QUOTED PASSAGE:
══════
That's not entirely true either though. Out of those 190, there are only 151 that you can actually call Pokemon, and you know which those are. So rather than calling all of them Pokemon, let's just call them slots. Now let's get straight into the point. Why do those 39 slots even exist if they are useless? What's more, why do they exist if they only bring problems and glitches?

And this is what most MissingNo. guides usually fail to explain. Most of them seem to agree that the point of MissingNo.'s existence is to act as an error handler, in the sense that the game throws MissingNo. when it is asked about an unexistent Pokemon. That's sort of true, but not entirely. I mean, what kind of error handler causes the program to glitch up?

The funny thing is that actually, MissingNo. is good for the game's integrity. It doesn't crash the game, or corrupt the game's data too much, but we'll talk about this later. I think we've just gotten to the point where explaining what the things known as Glitch Pokemon are becomes necessary. The reality is that the way the game is programmed, it's possible to reference up to 256 Pokemon anytime, even though there aren't as many. If you asked some random person about who lives in the eight floor of a seven-floor building they'll respond that there are only seven floors. But if you ask the game about the 234th Pokemon, it won't complain and will indeed give you the data it interprets as the Pokemon number 234, whatever that data is.
══════
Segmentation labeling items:
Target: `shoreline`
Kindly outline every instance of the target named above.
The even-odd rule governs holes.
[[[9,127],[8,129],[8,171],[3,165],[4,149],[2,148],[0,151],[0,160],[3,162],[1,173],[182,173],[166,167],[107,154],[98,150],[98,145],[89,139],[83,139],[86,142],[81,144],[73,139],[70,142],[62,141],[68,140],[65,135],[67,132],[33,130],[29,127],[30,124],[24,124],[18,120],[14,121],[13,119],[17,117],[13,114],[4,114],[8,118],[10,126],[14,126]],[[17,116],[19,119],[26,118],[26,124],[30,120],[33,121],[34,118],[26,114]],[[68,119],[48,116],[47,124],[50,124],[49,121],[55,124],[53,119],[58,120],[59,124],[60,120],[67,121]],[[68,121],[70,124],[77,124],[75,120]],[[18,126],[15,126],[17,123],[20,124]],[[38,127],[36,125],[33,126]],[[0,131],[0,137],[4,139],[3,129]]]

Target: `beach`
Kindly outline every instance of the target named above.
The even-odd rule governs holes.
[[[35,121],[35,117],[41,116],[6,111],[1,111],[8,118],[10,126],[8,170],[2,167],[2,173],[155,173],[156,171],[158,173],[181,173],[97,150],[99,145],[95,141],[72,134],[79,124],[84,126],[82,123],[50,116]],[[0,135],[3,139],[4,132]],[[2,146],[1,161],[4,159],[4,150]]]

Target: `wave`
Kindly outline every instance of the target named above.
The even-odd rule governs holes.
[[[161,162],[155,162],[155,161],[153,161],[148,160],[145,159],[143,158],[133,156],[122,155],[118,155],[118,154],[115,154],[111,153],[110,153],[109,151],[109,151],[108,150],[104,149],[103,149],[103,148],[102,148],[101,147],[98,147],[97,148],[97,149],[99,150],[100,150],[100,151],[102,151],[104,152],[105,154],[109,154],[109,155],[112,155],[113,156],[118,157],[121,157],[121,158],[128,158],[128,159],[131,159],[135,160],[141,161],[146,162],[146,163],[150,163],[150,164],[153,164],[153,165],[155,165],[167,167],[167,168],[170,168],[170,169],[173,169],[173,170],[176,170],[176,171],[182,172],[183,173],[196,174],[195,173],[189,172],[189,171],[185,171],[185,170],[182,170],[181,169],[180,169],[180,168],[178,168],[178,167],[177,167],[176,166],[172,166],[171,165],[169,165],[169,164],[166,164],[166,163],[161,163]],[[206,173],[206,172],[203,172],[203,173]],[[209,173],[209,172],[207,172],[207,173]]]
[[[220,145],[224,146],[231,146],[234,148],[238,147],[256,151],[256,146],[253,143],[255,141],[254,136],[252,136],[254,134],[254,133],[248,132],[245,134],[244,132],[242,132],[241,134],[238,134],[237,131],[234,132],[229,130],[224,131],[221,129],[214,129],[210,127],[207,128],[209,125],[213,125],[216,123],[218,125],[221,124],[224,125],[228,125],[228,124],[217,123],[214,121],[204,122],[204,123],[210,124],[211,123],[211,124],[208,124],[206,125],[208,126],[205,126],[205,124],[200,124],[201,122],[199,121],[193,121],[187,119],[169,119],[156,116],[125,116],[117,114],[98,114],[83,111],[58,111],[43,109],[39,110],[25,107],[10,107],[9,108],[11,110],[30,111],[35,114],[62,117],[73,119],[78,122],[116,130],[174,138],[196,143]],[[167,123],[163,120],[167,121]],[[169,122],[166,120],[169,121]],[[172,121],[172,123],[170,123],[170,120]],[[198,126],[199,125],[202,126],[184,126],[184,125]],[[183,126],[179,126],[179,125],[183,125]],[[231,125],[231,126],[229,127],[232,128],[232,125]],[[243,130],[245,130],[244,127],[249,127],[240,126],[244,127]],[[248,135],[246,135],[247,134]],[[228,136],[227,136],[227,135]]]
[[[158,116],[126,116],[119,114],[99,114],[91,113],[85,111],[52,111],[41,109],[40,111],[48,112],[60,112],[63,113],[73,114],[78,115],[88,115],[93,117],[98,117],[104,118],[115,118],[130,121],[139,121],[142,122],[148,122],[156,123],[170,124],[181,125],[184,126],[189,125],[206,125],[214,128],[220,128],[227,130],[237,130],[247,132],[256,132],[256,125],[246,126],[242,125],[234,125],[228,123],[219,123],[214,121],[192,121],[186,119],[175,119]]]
══════
WHAT IS ASKED:
(a) Return the part of the MissingNo. passage starting with "And this is" and going on through "to glitch up?".
(b) Resume the MissingNo. passage right after its last sentence.
These records were taken from a separate source.

ANSWERS FOR THIS EXERCISE:
(a)
And this is what most MissingNo. guides usually fail to explain. Most of them seem to agree that the point of MissingNo.'s existence is to act as an error handler, in the sense that the game throws MissingNo. when it is asked about an unexistent Pokemon. That's sort of true, but not entirely. I mean, what kind of error handler causes the program to glitch up?

(b)
Now let's keep one thing clear. The fact that the game can reference 256 different Pokemon is not a bug, it's just a given of the processor's architecture. The bug is to actually let the game reference them. Normally that shouldn't happen because... it makes no sense to happen; for example, if you send Nidoking into a battle the game will be asked to retrieve certain data about the Pokemon #007 (Nidoking's index number). If a wild Pikachu appears, the game will read data from where Pokemon's #084 (Pikachu's index number) data is stored. If instead of Pikachu the wild Pokemon is the number #031 (MissingNo.), it will look for data matching the 31st entry. But yeah, that shouldn't happen, right?

But it does. There are quite a few bugs in Pokemon Red, Blue, and Yellow that can be exploited. The infamous "Old Man glitch" is one you most likely have heard about. And there are more. Anyway let's go back to where we left it. We've just seen that there are 151 Pokemon, 39 MissingNo., with the remaining 66 slots being something called Glitch Pokemon. So what's the difference between MissingNo. and a Glitch Pokemon?

Simple. As we've said, MissingNo. exists. Glitch Pokemon don't. It's just that MissingNo. doesn't exist as much as the real Pokemon, if that makes any sense. The 39 MissingNo. are indexed just the same way Rhydon and Charmander are. That is, they have a number. One key piece of information that hasn't been mentioned yet is the fact that the 39 MissingNo don't come after the real Pokemon, but scattered between them. For example, you have two MissingNo. sitting at numbers 86 and 87, while the numbers 85 and 88 are Raichu and Dratini, respectively.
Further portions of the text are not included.